■ INSTRUCCIONES:
a: Según el documento fuente, ¿qué se acordó crear al finalizar la segunda guerra mundial para juzgar a los criminales de guerra?
b: Extrae de los registros cada línea que contenga la cadena "kitchen".

■ DOCUMENTO FUENTE:

..............................

“Me mandáis reina, que renueve un dolor indecible...”
Eneida (II, 3)
Óscar A. Fernández O.
No son pocos los testigos vivientes de aquella larga y oscura noche protagonizada por la dictadura militar, que pueden hoy ver a un puñado de Generales viejos, afligidos y sobretodo sin el poder con el que decidieron el destino de miles de inocentes y segaron la vida de muchos prisioneros, haciendo caso omiso de los tratados internacionales.
¿Qué moverá ahora a sus víctimas a llevarlos ante la justicia, después de más de dos décadas de aquellos terribles crímenes que conmovieron la conciencia internacional? ¿Deseo de justicia o sed de venganza? Sólo cada uno de ellas lo sabrá. Aunque, confundir la venganza con los procesos judiciales en los que se castigan los crímenes contra la humanidad equivale, en el mejor de los casos, a ignorancia bienintencionada y, en el peor, a una estratagema retórica de los cómplices intelectuales de los criminales de guerra.
Por encima de las normas dictadas por los hombres hay un conjunto de principios morales universalmente válidos e inmutables que establecen criterios de justicia y derechos fundamentales propios de la verdadera naturaleza humana. Ellos incluyen el derecho a la vida, a la integridad física, a expresar opiniones políticas, ejercer cultos religiosos, a no ser discriminados por razones de raza, etc., a no ser coaccionado sin un debido proceso legal. Este conjunto de principios conforman lo que se ha dado en llamar “derecho natural”. Las normas positivas dictadas por los hombres sólo son derecho en la medida que se conforman al derecho natural y no lo contradicen. Cuando enfrentamos un sistema de normas que está en oposición tan flagrante con los principios del derecho natural como la Ley de Amnistía, tan vivamente defendida por el aparato de gobierno y el partido neofascista que lo detenta, implica desnaturalizar grotescamente el Estado de Derecho.
Sin embargo, hay un antecedente importante que nos puede ayudar con la duda. Finalizada la segunda guerra mundial, la primera idea fue ajusticiar a los dirigentes nazis, pero después de algunas reflexiones, se acordó crear un Tribunal Internacional que juzgara a los criminales de guerra en Nüremberg. Las razones para utilizar este recurso fueron: 1. Juzgar a cada uno para determinar su grado de responsabilidad, cómo principio de la justicia en las democracias. 2. Que los crímenes cometidos eran monstruosos y que las huellas de esa barbarie debían conservarse, para que la historia se encargara de trasladarlo a las nuevas generaciones. 3. Causar impacto en la conciencia de los pueblos, dando a conocer aquellos rostros culpables y transmitir la seguridad de que los nazis y toda forma de totalitarismo y racismo nunca serían impunes. Sólo así se podría derrumbar el mito de una máquina de matar anónima, que causó tanto daño.
Los crímenes de guerra son una categoría tradicional del derecho internacional que abarca las violaciones graves en perjuicio del combatiente enemigo y de la población que lo apoya, además de la protección de las personas que no participan de las hostilidades. Pero a partir de la segunda mitad del siglo pasado se establece una nueva categoría de delitos: los crímenes contra la humanidad, que juzga también a aquellos que al cometer los crímenes obraron amparados en la legalidad.

..............................

■ DATOS PROPORCIONADOS:
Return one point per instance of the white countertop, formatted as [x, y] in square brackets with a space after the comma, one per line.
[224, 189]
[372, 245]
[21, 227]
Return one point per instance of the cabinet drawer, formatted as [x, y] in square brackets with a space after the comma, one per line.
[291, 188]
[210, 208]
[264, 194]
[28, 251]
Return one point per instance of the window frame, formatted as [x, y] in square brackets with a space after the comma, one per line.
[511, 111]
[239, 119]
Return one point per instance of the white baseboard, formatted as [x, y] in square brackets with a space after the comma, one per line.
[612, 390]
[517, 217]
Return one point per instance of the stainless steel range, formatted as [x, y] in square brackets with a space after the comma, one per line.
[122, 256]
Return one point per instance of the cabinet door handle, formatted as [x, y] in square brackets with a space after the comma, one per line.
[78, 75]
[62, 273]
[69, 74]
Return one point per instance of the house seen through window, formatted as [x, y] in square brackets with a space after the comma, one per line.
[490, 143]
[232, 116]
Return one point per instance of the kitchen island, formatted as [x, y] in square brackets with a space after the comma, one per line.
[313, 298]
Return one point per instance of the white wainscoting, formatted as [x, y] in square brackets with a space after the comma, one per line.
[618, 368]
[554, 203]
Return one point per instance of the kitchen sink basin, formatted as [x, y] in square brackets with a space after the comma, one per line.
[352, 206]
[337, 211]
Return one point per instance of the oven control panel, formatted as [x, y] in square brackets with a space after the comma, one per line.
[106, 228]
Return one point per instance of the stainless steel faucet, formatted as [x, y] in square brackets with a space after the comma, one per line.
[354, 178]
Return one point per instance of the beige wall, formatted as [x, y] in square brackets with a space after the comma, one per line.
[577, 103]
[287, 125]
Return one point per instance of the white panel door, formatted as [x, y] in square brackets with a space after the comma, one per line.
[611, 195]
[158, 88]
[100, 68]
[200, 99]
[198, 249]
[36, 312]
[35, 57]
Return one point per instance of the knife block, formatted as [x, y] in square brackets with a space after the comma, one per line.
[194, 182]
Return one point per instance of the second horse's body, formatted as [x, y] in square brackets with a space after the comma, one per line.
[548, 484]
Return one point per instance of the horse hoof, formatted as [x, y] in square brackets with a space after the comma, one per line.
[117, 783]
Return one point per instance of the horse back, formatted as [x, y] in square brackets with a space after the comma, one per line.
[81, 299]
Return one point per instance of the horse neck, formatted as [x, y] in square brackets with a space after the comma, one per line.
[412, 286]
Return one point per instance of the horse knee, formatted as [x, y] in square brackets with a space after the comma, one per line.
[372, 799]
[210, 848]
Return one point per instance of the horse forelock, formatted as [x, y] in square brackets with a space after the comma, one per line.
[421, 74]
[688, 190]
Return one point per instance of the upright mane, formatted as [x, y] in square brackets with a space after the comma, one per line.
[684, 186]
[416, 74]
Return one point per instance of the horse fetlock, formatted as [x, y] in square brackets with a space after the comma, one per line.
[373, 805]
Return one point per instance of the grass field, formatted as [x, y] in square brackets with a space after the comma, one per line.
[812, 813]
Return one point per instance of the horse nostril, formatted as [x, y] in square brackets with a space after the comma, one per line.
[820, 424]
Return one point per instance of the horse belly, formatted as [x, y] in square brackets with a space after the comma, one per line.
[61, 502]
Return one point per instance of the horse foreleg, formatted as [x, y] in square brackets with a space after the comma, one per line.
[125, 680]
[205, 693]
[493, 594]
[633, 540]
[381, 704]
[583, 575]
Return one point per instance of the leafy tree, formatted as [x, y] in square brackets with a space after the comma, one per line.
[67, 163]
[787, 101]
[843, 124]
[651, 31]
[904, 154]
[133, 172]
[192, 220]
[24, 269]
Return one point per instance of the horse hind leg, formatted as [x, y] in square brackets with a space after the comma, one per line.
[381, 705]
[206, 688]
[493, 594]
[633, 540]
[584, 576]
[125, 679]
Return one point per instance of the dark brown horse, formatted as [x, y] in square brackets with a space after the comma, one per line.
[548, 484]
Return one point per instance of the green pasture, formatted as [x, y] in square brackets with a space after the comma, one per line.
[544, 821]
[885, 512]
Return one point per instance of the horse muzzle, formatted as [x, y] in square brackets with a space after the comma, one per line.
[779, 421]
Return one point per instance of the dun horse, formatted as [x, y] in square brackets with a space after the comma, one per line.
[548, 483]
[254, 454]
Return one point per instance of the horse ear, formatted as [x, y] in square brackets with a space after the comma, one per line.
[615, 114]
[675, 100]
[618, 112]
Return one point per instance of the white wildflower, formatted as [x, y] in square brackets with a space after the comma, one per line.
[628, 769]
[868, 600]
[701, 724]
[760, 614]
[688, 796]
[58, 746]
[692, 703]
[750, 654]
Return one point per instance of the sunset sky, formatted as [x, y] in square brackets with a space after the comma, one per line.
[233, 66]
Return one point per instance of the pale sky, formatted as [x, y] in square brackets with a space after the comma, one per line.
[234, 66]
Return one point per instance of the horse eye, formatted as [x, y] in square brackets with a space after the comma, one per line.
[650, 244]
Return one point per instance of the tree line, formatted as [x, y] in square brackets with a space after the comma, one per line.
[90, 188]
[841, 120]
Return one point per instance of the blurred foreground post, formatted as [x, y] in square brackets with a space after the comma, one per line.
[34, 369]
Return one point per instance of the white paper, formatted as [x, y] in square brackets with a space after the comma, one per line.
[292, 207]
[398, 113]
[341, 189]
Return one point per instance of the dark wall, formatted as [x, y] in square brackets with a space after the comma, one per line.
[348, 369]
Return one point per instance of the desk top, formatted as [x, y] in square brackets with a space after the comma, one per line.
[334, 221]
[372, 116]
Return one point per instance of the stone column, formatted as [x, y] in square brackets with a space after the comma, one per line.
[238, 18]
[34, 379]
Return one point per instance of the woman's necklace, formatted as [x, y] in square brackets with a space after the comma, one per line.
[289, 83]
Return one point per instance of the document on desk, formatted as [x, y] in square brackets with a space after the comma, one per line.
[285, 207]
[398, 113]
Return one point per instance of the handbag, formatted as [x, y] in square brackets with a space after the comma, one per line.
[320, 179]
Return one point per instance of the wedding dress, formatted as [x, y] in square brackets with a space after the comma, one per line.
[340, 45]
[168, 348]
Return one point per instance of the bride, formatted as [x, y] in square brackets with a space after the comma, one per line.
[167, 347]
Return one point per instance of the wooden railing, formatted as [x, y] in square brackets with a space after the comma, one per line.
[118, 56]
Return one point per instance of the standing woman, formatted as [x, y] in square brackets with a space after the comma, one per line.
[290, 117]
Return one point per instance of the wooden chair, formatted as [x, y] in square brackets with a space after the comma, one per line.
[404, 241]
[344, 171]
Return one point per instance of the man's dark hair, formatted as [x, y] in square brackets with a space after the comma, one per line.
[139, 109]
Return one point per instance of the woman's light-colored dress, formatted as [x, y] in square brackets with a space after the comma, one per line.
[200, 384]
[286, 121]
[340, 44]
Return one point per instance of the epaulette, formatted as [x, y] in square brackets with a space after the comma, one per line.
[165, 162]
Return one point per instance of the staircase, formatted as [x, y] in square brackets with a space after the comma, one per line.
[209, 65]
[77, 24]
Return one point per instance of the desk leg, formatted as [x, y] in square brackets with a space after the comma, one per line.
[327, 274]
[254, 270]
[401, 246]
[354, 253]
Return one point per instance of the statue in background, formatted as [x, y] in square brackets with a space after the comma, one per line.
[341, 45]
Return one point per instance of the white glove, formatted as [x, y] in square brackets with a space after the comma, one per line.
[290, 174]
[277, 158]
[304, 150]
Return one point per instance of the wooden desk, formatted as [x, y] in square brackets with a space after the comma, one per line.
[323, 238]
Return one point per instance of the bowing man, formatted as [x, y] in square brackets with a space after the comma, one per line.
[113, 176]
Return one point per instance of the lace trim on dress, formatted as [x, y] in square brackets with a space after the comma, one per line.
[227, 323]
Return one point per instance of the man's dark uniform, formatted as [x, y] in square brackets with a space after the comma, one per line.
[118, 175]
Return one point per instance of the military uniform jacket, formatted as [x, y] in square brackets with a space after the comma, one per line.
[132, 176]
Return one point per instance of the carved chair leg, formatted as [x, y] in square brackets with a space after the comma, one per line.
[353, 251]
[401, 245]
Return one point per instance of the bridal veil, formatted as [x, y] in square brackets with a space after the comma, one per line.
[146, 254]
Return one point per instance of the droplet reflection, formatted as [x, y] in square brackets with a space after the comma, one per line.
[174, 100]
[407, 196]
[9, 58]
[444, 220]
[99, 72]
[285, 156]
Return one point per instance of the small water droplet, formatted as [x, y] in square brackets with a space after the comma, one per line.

..............................

■ RESULTADOS POR TAREA:
a: Un Tribunal Internacional que juzgara a los criminales de guerra en Nüremberg.

b:
Return one point per instance of the kitchen island, formatted as [x, y] in square brackets with a space after the comma, one per line.
Return one point per instance of the kitchen sink basin, formatted as [x, y] in square brackets with a space after the comma, one per line.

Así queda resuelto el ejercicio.